- **GOAL OF THE EXERCISE**: Copy out the line containing "Objective — locate the quilted" and each line after it, through the last one in the material, exactly as written.

- **INFORMATION GIVEN**:
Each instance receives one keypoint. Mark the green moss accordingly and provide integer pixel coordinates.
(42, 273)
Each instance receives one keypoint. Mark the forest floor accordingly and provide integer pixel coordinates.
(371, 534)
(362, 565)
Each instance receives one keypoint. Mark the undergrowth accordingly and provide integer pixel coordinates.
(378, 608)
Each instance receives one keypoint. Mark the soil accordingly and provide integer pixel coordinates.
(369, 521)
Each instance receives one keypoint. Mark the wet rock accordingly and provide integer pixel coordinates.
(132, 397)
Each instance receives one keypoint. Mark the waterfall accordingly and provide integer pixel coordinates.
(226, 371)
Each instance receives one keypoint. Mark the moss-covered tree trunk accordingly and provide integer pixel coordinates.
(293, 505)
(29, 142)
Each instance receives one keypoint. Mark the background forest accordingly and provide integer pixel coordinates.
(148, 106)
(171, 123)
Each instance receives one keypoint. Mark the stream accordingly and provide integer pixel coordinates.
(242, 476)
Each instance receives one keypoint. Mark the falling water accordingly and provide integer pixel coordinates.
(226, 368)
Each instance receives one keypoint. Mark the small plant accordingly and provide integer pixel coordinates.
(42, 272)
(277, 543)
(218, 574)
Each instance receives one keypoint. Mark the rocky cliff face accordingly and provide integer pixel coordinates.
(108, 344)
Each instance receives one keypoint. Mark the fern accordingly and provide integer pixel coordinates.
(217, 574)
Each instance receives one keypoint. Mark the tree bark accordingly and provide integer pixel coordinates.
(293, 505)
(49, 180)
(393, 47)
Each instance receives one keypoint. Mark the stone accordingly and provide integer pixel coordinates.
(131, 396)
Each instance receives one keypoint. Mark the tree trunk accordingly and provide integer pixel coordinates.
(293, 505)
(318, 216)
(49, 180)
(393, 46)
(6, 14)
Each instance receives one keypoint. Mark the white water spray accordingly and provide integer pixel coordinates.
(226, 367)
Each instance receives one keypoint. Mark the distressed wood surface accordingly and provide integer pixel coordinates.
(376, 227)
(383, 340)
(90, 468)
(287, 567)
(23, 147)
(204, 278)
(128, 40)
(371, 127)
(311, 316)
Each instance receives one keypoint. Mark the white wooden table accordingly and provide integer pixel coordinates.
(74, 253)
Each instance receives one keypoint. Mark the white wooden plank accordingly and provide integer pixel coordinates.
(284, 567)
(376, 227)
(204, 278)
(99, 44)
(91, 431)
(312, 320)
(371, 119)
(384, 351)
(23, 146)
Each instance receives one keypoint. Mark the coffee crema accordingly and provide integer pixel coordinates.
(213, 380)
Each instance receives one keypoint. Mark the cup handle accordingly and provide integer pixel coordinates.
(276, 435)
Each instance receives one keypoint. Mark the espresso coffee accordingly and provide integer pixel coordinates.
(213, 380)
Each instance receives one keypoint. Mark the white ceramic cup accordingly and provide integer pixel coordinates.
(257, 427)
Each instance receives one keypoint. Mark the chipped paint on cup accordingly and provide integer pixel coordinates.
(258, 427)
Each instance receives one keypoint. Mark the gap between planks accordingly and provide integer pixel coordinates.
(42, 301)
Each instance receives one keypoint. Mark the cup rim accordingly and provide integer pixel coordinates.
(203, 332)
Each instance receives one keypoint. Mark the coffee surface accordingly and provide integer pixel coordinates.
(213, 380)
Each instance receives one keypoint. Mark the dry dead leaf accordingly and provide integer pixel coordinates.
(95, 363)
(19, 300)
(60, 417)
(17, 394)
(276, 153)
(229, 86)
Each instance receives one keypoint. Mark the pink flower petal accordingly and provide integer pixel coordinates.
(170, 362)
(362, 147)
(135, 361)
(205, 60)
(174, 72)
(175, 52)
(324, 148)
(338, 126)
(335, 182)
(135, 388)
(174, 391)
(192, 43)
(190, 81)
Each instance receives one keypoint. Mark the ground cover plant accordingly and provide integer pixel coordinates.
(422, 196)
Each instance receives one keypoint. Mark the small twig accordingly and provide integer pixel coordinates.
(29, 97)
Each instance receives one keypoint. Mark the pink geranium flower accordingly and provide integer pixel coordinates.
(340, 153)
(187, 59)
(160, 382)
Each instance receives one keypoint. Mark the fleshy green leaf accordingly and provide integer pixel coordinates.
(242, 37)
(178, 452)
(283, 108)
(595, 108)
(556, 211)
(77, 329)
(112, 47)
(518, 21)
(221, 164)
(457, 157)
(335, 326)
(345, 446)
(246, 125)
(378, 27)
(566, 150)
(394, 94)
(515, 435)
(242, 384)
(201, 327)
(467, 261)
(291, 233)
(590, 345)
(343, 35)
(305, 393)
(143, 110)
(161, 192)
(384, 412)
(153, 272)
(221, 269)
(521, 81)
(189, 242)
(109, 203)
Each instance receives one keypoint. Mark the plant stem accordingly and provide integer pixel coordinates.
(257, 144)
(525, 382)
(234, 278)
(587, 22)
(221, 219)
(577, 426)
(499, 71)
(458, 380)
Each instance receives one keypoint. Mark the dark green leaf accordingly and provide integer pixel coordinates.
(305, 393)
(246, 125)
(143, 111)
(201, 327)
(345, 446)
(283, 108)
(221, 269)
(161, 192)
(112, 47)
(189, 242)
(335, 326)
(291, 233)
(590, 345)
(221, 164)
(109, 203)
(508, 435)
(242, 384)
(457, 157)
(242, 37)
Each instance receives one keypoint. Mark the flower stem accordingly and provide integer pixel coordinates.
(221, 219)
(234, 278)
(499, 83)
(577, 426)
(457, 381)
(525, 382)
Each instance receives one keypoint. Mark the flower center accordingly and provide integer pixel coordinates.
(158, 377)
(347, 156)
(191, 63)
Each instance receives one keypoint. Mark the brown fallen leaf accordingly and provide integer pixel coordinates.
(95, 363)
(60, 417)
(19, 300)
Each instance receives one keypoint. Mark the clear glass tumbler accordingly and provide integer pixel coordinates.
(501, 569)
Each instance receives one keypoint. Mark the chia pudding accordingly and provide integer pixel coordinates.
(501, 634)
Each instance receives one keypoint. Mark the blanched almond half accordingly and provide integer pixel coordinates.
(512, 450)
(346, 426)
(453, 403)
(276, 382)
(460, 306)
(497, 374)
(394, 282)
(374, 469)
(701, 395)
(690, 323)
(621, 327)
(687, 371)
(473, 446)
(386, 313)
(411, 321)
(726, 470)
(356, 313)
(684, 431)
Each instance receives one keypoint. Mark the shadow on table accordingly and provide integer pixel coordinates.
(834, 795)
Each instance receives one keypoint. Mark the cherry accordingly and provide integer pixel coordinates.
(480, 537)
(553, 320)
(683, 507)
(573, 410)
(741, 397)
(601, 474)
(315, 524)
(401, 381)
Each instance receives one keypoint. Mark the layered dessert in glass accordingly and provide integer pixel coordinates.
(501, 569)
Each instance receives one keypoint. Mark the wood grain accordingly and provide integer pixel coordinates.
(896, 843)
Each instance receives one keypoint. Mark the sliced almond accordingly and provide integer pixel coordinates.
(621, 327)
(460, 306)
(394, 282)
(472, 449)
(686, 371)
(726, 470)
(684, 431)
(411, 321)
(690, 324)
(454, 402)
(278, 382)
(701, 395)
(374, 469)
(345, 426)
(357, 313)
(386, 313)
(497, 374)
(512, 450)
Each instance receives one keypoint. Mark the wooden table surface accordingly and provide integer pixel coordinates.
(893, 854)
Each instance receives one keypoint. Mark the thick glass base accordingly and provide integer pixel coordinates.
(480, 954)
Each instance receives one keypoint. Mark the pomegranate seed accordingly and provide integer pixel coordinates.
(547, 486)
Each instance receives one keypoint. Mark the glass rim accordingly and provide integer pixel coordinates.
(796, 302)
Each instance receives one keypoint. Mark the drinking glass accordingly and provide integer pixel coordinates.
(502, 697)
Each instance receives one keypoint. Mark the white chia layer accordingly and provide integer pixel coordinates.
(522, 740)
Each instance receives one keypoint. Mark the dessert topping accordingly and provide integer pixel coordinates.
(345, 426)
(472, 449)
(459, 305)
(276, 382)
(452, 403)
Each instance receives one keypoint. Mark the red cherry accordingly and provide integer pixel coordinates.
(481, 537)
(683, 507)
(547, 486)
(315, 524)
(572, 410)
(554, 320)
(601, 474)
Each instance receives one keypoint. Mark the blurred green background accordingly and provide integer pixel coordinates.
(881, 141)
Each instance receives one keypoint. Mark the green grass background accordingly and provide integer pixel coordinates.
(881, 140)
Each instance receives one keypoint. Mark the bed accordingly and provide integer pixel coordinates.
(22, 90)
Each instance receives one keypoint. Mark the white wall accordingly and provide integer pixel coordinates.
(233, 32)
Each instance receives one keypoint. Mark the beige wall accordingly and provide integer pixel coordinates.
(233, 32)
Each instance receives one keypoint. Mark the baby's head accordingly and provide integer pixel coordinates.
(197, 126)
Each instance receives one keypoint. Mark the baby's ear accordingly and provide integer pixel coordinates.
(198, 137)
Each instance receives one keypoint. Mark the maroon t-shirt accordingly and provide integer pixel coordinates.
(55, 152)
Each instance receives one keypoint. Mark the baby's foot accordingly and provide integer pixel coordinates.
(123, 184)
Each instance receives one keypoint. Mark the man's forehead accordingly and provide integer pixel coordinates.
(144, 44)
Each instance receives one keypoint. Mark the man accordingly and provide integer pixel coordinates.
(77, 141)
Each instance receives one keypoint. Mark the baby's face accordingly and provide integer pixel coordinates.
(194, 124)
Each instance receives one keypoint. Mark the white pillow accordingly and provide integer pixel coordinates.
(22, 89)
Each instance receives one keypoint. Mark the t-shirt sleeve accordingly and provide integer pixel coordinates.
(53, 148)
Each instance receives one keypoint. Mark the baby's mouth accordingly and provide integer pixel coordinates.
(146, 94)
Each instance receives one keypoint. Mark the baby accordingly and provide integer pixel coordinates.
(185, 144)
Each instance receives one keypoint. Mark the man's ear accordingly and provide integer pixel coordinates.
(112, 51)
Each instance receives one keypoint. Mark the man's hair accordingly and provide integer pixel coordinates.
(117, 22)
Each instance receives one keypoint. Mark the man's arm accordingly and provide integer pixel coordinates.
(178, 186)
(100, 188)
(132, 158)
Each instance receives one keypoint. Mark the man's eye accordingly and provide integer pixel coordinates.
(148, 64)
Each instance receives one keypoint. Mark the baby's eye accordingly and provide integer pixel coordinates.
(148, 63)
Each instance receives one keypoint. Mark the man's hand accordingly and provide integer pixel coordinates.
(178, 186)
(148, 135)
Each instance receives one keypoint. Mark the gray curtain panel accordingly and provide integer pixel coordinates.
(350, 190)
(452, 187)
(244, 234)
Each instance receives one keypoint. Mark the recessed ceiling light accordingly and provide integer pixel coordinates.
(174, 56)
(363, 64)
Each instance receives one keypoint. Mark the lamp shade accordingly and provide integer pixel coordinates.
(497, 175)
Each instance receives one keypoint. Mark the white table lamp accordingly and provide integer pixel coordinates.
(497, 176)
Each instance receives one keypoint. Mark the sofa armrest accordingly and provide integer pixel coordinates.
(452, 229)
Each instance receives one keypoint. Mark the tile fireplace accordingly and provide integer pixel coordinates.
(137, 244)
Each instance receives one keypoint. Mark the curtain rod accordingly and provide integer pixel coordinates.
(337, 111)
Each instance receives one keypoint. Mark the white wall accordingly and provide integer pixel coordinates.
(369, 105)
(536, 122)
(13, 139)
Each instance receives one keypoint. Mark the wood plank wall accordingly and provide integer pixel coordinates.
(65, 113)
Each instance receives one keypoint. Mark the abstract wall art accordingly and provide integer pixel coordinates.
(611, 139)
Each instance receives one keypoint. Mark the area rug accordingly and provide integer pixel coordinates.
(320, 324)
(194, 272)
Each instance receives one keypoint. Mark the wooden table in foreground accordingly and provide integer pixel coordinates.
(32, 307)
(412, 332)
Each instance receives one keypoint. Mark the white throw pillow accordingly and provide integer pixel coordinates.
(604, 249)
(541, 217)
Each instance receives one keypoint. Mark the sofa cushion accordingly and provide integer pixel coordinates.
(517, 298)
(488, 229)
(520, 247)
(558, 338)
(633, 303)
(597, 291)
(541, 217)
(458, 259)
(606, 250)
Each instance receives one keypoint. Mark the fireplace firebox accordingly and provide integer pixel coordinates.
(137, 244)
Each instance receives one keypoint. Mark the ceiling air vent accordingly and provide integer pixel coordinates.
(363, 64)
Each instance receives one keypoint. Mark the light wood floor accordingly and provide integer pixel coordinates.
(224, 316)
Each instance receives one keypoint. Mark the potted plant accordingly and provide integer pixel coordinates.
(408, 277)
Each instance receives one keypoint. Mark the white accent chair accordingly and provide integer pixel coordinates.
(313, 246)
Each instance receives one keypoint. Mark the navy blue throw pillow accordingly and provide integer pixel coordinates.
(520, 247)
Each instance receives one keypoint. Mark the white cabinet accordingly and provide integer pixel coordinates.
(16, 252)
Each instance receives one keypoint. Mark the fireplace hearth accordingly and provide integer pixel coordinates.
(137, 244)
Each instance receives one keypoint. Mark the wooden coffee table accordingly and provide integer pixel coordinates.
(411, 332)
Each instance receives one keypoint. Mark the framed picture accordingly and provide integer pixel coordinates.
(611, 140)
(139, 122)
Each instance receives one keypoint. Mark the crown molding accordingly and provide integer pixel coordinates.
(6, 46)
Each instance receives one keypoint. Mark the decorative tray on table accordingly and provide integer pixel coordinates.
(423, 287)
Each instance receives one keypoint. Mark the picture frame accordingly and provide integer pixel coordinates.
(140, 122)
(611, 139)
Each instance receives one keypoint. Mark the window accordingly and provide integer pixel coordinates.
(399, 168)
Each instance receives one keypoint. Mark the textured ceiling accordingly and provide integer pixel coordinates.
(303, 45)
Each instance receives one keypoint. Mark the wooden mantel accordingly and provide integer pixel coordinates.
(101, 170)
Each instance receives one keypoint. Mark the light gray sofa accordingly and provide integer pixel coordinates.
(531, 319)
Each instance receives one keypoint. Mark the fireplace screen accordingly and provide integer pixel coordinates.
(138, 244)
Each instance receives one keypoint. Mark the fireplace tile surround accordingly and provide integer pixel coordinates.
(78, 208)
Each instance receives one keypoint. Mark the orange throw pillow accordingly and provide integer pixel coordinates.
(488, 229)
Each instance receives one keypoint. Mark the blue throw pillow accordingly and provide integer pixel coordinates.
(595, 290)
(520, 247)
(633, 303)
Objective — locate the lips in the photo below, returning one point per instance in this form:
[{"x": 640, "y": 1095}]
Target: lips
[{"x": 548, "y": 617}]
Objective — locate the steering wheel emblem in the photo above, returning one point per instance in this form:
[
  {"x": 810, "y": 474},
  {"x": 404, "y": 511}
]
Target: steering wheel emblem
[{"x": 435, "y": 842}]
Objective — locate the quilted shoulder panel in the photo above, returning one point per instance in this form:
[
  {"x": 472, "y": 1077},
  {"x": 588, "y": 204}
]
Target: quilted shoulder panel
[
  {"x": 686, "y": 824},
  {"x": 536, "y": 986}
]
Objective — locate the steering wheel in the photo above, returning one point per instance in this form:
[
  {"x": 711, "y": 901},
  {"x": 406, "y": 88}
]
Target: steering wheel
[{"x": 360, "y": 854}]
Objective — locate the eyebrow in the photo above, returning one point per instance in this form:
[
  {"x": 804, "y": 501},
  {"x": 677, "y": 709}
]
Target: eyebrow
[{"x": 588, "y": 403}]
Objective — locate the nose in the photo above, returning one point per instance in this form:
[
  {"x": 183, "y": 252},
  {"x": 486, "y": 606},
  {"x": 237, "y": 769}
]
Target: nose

- **EXERCISE OUTPUT**:
Objective — locate the quilted shoulder panel in the photo above, returning one point per instance in this form:
[
  {"x": 472, "y": 1077},
  {"x": 588, "y": 204}
]
Target: quilted shoulder panel
[
  {"x": 686, "y": 824},
  {"x": 536, "y": 986}
]
Objective — locate the steering wheel in the photo above, returning one point per instance in this form:
[
  {"x": 711, "y": 901},
  {"x": 406, "y": 88}
]
Target: steering wheel
[{"x": 360, "y": 854}]
Objective — locate the eyebrow in the photo above, returning one point per instance in this form:
[
  {"x": 804, "y": 501},
  {"x": 677, "y": 709}
]
Target: eyebrow
[{"x": 588, "y": 403}]
Objective — locate the nose in the photo above, returning one point per instance in this form:
[
  {"x": 183, "y": 252},
  {"x": 486, "y": 606},
  {"x": 237, "y": 769}
]
Target: nose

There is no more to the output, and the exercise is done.